(WHAT IS NEEDED): Can you render the records as a JSON list of strings, one string per line and blank lines omitted, starting at the line containing "the distant tree" and running up to and including the final line of the records?

(DATASET EXTRACT):

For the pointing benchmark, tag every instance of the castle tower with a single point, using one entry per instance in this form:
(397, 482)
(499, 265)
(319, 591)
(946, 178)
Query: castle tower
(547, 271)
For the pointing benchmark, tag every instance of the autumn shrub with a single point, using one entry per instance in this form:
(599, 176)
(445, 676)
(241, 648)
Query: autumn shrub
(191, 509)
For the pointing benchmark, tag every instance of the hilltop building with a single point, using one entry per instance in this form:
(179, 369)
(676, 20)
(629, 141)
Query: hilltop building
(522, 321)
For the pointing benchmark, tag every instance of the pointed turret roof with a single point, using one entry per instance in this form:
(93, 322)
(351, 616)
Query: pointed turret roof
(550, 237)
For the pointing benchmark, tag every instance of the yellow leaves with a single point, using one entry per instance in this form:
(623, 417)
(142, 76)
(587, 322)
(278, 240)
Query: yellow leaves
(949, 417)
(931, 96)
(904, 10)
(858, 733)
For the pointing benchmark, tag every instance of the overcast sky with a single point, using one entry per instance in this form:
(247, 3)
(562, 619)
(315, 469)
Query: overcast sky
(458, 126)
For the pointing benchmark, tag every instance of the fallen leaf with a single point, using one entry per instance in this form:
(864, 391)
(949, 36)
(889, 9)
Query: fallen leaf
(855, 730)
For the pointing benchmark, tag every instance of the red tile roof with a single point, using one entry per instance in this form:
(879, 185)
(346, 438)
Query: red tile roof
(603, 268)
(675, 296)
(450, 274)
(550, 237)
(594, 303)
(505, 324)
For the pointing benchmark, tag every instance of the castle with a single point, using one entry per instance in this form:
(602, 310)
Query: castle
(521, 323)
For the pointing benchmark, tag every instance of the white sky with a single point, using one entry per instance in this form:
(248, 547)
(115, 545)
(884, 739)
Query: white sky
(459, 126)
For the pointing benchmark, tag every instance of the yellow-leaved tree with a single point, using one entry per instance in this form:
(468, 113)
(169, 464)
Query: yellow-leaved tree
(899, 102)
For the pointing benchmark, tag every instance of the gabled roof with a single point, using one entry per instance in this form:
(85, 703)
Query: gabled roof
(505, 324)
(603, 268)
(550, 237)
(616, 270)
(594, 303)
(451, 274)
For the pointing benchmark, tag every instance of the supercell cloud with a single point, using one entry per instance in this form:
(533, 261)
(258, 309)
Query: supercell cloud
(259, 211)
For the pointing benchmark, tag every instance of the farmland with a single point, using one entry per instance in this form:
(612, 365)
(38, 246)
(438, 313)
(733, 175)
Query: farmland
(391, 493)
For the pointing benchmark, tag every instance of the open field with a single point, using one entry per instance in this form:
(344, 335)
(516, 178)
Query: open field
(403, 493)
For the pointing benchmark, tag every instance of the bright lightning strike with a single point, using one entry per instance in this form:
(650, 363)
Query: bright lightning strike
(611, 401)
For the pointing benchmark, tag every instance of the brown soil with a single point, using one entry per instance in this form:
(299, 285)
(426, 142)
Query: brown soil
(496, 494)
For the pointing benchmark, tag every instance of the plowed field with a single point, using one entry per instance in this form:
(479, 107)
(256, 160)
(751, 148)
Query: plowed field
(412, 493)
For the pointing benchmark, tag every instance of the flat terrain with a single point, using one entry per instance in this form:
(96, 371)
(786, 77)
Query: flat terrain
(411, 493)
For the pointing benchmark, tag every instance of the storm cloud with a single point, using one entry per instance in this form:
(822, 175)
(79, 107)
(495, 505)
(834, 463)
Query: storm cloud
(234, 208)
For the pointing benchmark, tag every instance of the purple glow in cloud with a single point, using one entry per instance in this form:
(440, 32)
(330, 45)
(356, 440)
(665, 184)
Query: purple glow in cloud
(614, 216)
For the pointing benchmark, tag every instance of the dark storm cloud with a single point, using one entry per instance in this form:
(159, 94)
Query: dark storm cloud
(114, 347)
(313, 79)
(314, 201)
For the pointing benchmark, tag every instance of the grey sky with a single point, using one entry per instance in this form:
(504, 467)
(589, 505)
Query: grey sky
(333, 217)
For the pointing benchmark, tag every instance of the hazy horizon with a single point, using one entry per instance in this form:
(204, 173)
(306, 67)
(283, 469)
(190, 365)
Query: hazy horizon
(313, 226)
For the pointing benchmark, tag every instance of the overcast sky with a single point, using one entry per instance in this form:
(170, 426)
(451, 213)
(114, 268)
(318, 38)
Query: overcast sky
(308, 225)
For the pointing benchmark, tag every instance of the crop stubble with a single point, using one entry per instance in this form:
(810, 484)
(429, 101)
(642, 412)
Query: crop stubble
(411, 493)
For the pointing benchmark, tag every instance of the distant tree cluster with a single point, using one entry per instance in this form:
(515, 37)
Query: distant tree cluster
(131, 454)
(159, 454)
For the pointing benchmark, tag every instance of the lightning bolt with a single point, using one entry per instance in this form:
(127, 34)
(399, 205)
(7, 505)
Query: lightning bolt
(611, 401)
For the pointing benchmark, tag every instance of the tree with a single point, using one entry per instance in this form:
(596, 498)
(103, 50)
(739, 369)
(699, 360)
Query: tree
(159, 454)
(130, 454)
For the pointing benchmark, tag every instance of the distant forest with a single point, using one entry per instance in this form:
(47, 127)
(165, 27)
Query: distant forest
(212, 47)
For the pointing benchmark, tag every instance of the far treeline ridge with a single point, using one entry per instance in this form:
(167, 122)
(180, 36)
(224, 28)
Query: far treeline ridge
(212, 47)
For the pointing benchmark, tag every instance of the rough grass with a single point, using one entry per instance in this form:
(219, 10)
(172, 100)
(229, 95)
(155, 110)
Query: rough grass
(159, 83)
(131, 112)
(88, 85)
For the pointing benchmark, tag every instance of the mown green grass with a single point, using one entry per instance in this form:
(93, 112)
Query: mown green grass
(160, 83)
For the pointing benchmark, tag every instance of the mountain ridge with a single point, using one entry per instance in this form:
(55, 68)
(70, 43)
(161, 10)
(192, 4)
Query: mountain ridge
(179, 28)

(WRITTEN ANSWER):
[
  "For the pointing benchmark, tag every instance of the distant tree cluster with a single point, using one entry per instance in this form:",
  "(515, 37)",
  "Query: distant tree cluster",
  "(131, 454)",
  "(159, 454)",
  "For the pointing benchmark, tag every instance of the lightning bolt with a single point, using one entry per instance in this form:",
  "(127, 34)",
  "(399, 205)",
  "(7, 505)",
  "Query: lightning bolt",
  "(611, 401)",
  "For the pointing benchmark, tag every instance of the tree with a single point, using one entry per instance in this form:",
  "(596, 498)",
  "(103, 50)",
  "(739, 369)",
  "(699, 360)",
  "Query: tree",
  "(159, 454)",
  "(130, 454)",
  "For the pointing benchmark, tag every instance of the distant forest with a single point, using one entry per instance in this form:",
  "(47, 127)",
  "(165, 27)",
  "Query: distant forest",
  "(212, 47)",
  "For the pointing benchmark, tag every instance of the far treeline ridge with a single point, using one entry per instance in this form:",
  "(167, 122)",
  "(180, 36)",
  "(224, 28)",
  "Query: far treeline ridge",
  "(212, 47)",
  "For the pointing benchmark, tag every instance of the rough grass with a single point, using one entry per instance in this form:",
  "(219, 10)",
  "(172, 100)",
  "(229, 95)",
  "(155, 110)",
  "Query: rough grass",
  "(159, 83)",
  "(131, 112)",
  "(88, 85)",
  "For the pointing benchmark, tag every instance of the mown green grass with a single point, using one entry per instance in this form:",
  "(93, 112)",
  "Query: mown green grass",
  "(160, 83)",
  "For the pointing benchmark, tag every instance of the mountain ridge with a single point, using one entry per instance in this form:",
  "(55, 68)",
  "(70, 43)",
  "(161, 10)",
  "(192, 4)",
  "Query: mountain ridge",
  "(179, 28)"
]